● Request 1
Print the records that follow the court excerpt below, word for word, leaving out the pictures.

..............................

I. BACKGROUND On December 12, 2019, Montejo was charged by criminal complaint with one count of Possession with Intent to Distribute 100 grams or more of Heroin and 400 grams or more of Fentanyl. (Case No. 3:20-cr-00024-1, Doc. No. 1). On January 15, 2020, an Indictment was returned by the Grand Jury in the Middle District of Tennessee, charging Montejo with the same charge. (Id., Doc. No. 13). On November 18, 2020, a Superseding Information was filed, charging Montejo with the counts in the Indictment described above − four additional counts − and a forfeiture allegation. (Id., Doc. No. 35). Pursuant to a plea agreement, Montejo waived Indictment and entered a plea of guilty to
the charges in the Superseding Information. (Id., Doc. Nos. 38, 39, 40, 41). On March 26, 2021, Montejo was sentenced as agreed to 300 months in custody. (Id., Doc. No. 50). The Judgment was filed on March 30, 2021. (Id., Doc. No. 51). Montejo did not appeal her sentence. Montejo’s appointed counsel at all times in this litigation was Robert L. Parris, Esq. On March 29, 2022, Montejo filed a pro se motion pursuant to 28 U.S.C. § 2255, seeking relief in the form of a vacated or amended judgment. In her motion, Montejo alleges that trial counsel was ineffective for failing to file a motion to suppress evidence obtained from an illegal search of a vehicle and for telling her that she could not file an appeal. (Doc. No. 1 at PageID# 3). In what could be construed as a third claim,1 Montejo alleges that she was “not allowed to plead not guilty.” (Id. at PageID# 1). The Government filed a Response to the petition. (Doc. No. 6). Montejo filed a Reply (Doc. No. 10) and Affidavit in support of her Reply (Doc. No. 11). Twenty-eight months later, Montejo filed a Motion to Supplement her Section 2255
motion. (Doc. No. 16). She does not explain why she seeks permission to supplement her motion or why she waited over two years to do so. The Government’s Response to Montejo’s initial motion has been pending since August 1, 2022.2 Montejo was given an opportunity to amend or supplement her motion in April 2022, and she declined to do so. She already has filed a Reply to the Government’s Response. The court finds that, under these circumstances, it is not appropriate to permit Montejo to supplement her motion at this late date. The Motion to Supplement (Doc. No. 16) is DENIED. This matter is now ripe for review. II. STANDARD FOR REVIEWING SECTION 2255 MOTIONS A prisoner in custody under a sentence of a federal court may move the court to vacate, set aside, or correct his sentence on certain grounds, including that “the sentence was imposed in violation of the Constitution or laws of the United States.” 28 U.S.C. § 2255(a). It is well
established that, “[t]o prevail under § 2255, a defendant must demonstrate the existence of an error of constitutional magnitude which had a substantial and injurious effect or influence on the guilty plea or jury’s verdict” or “must show a fundamental defect in his sentencing which necessarily results in a complete miscarriage of justice or an egregious error violative of due process.” Wright v. Jones, 182 F.3d 458, 463 (6th Cir. 1999) (internal quotation marks omitted).

..............................

● Request 2
Output the entire court excerpt above word for word.

● Exercise material

..............................

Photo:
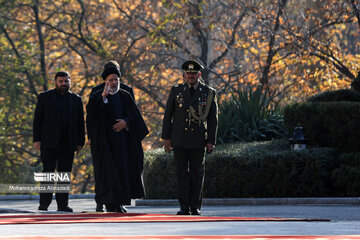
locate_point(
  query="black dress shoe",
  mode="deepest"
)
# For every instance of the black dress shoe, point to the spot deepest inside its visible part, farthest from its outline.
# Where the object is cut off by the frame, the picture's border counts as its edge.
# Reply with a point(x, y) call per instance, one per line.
point(195, 211)
point(183, 212)
point(42, 208)
point(110, 207)
point(65, 209)
point(99, 207)
point(123, 208)
point(119, 209)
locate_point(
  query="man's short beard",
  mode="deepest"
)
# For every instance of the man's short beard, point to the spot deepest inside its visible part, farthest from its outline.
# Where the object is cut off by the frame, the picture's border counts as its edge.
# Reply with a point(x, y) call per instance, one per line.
point(62, 90)
point(113, 91)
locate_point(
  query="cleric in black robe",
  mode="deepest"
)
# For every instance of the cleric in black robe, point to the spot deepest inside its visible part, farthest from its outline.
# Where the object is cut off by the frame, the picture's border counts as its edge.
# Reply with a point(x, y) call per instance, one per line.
point(117, 129)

..............................

● Correct output 1
Photo:
locate_point(
  query="black dress shoe",
  mode="deepest"
)
# For every instance of the black dress shoe, point to the spot deepest inside its visible part, farthest from its outline.
# Where the object is cut off by the frame, the picture's border counts as its edge.
# Reply with a point(x, y) call per instance, one per line.
point(195, 211)
point(183, 212)
point(42, 208)
point(110, 207)
point(65, 209)
point(99, 207)
point(123, 208)
point(119, 209)
locate_point(
  query="man's short beard",
  mode="deepest"
)
# For every instance of the man's short beard, point to the spot deepest inside its visible part, farthest from its outline.
# Where the object is cut off by the frame, the picture's border counts as its edge.
# Reply with a point(x, y) call per instance, one per line.
point(62, 90)
point(113, 91)
locate_point(
  query="cleric in black robe",
  mode="deepest"
)
# For every instance of the cleric in black robe, point to the spot deepest inside its visible part, farthest from its outline.
# Where the object is cut off by the frame, the picture's border counts as its edge.
# Reply with a point(x, y) call per instance, one per line.
point(117, 129)

● Correct output 2
I. BACKGROUND On December 12, 2019, Montejo was charged by criminal complaint with one count of Possession with Intent to Distribute 100 grams or more of Heroin and 400 grams or more of Fentanyl. (Case No. 3:20-cr-00024-1, Doc. No. 1). On January 15, 2020, an Indictment was returned by the Grand Jury in the Middle District of Tennessee, charging Montejo with the same charge. (Id., Doc. No. 13). On November 18, 2020, a Superseding Information was filed, charging Montejo with the counts in the Indictment described above − four additional counts − and a forfeiture allegation. (Id., Doc. No. 35). Pursuant to a plea agreement, Montejo waived Indictment and entered a plea of guilty to
the charges in the Superseding Information. (Id., Doc. Nos. 38, 39, 40, 41). On March 26, 2021, Montejo was sentenced as agreed to 300 months in custody. (Id., Doc. No. 50). The Judgment was filed on March 30, 2021. (Id., Doc. No. 51). Montejo did not appeal her sentence. Montejo’s appointed counsel at all times in this litigation was Robert L. Parris, Esq. On March 29, 2022, Montejo filed a pro se motion pursuant to 28 U.S.C. § 2255, seeking relief in the form of a vacated or amended judgment. In her motion, Montejo alleges that trial counsel was ineffective for failing to file a motion to suppress evidence obtained from an illegal search of a vehicle and for telling her that she could not file an appeal. (Doc. No. 1 at PageID# 3). In what could be construed as a third claim,1 Montejo alleges that she was “not allowed to plead not guilty.” (Id. at PageID# 1). The Government filed a Response to the petition. (Doc. No. 6). Montejo filed a Reply (Doc. No. 10) and Affidavit in support of her Reply (Doc. No. 11). Twenty-eight months later, Montejo filed a Motion to Supplement her Section 2255
motion. (Doc. No. 16). She does not explain why she seeks permission to supplement her motion or why she waited over two years to do so. The Government’s Response to Montejo’s initial motion has been pending since August 1, 2022.2 Montejo was given an opportunity to amend or supplement her motion in April 2022, and she declined to do so. She already has filed a Reply to the Government’s Response. The court finds that, under these circumstances, it is not appropriate to permit Montejo to supplement her motion at this late date. The Motion to Supplement (Doc. No. 16) is DENIED. This matter is now ripe for review. II. STANDARD FOR REVIEWING SECTION 2255 MOTIONS A prisoner in custody under a sentence of a federal court may move the court to vacate, set aside, or correct his sentence on certain grounds, including that “the sentence was imposed in violation of the Constitution or laws of the United States.” 28 U.S.C. § 2255(a). It is well
established that, “[t]o prevail under § 2255, a defendant must demonstrate the existence of an error of constitutional magnitude which had a substantial and injurious effect or influence on the guilty plea or jury’s verdict” or “must show a fundamental defect in his sentencing which necessarily results in a complete miscarriage of justice or an egregious error violative of due process.” Wright v. Jones, 182 F.3d 458, 463 (6th Cir. 1999) (internal quotation marks omitted).